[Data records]
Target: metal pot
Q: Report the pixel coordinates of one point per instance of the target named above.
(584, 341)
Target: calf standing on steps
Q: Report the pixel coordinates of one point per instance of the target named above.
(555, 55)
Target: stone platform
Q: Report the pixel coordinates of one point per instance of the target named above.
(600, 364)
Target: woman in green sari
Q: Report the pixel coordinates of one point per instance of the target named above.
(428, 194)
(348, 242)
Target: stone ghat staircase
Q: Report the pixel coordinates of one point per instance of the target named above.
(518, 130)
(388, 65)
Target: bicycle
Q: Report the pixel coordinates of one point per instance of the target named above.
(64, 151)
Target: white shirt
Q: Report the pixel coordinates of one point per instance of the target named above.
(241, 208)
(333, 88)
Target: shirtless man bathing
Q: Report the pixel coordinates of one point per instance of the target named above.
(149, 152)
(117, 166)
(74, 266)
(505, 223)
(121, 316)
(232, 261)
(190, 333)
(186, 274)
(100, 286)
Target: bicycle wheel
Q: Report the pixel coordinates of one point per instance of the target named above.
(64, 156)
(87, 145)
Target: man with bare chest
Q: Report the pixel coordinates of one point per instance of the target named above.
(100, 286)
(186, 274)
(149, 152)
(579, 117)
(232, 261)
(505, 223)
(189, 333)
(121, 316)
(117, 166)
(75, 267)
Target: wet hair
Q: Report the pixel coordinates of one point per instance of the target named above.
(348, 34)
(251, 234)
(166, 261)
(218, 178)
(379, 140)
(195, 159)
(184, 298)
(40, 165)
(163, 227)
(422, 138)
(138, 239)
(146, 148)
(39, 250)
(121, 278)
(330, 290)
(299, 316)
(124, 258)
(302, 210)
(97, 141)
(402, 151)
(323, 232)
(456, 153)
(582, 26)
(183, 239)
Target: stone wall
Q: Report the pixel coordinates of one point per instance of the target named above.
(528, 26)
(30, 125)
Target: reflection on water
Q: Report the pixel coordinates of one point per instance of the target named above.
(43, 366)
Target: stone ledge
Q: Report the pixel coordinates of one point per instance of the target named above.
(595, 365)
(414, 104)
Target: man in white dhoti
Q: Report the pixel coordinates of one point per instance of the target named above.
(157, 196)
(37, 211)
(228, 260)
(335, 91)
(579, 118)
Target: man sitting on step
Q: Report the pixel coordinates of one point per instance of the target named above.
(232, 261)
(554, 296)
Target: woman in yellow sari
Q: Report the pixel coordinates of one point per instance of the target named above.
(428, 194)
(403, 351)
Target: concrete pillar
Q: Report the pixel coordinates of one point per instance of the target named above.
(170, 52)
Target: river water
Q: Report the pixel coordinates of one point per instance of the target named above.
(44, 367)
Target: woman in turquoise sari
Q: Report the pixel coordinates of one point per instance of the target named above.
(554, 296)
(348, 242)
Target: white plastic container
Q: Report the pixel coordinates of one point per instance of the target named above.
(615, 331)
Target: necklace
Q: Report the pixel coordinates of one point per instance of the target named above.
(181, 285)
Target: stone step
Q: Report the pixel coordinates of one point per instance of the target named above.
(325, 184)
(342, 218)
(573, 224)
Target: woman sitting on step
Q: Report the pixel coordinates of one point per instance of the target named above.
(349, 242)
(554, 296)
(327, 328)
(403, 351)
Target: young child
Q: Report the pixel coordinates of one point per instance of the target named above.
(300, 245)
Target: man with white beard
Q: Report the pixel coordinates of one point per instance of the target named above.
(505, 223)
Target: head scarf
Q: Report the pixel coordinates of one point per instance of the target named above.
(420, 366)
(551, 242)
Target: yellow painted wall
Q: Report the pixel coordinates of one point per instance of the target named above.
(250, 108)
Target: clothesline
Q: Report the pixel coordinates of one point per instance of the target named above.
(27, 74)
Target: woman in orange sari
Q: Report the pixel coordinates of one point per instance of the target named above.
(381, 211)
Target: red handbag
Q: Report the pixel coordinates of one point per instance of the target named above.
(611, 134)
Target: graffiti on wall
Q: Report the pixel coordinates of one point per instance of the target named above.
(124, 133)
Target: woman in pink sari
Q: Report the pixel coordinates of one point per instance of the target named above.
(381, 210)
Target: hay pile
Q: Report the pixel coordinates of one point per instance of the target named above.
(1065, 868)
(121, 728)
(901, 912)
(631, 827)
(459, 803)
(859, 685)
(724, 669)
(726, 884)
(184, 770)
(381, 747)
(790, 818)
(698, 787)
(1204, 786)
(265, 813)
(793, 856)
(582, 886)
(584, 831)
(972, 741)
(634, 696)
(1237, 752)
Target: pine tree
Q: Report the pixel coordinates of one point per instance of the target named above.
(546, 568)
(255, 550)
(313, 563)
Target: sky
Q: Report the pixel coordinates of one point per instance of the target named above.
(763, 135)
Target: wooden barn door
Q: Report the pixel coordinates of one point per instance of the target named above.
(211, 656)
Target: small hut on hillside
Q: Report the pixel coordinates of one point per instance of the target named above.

◆ Task objective ◆
Write the lines out exactly, from the one with "Target: head scarf" down to the last line of the listing, and leave out all others.

◆ Correct answer ◆
Target: head scarf
Q: Report the pixel coordinates of one point per instance of the target named above.
(420, 366)
(551, 242)
Target: yellow painted wall
Q: Report the pixel coordinates of one point per instance of the target named above.
(250, 108)
Target: clothesline
Q: Report the pixel coordinates of one point per instance of the target named above.
(27, 74)
Target: woman in orange sari
Q: Report the pixel coordinates of one point per instance of the target named above.
(381, 211)
Target: red handbag
Q: Report the pixel coordinates of one point per instance of the target named above.
(611, 134)
Target: graffiti on wall
Q: Report the pixel coordinates of one point per instance of the target named above.
(124, 133)
Target: woman in pink sari
Q: Report the pixel coordinates of one point per instance of the target named above.
(381, 210)
Target: hay pile
Q: Report the pixel coordinates of one point per instance of the target named above.
(1065, 868)
(121, 728)
(901, 912)
(631, 827)
(459, 803)
(859, 685)
(724, 669)
(726, 884)
(184, 770)
(381, 747)
(790, 818)
(698, 787)
(1204, 786)
(265, 813)
(793, 856)
(582, 886)
(584, 831)
(972, 741)
(634, 696)
(1237, 752)
Target: pine tree
Q: Report the pixel coordinates of one point per instance of the target named above.
(546, 568)
(255, 550)
(313, 563)
Target: sky
Q: Report the pixel coordinates of one point per instance of the target named above.
(763, 135)
Target: wooden barn door
Q: Report the pixel coordinates of one point per instance of the target named above.
(211, 656)
Target: small hut on hillside
Q: Report the pixel coordinates of one point per instance of the target named above.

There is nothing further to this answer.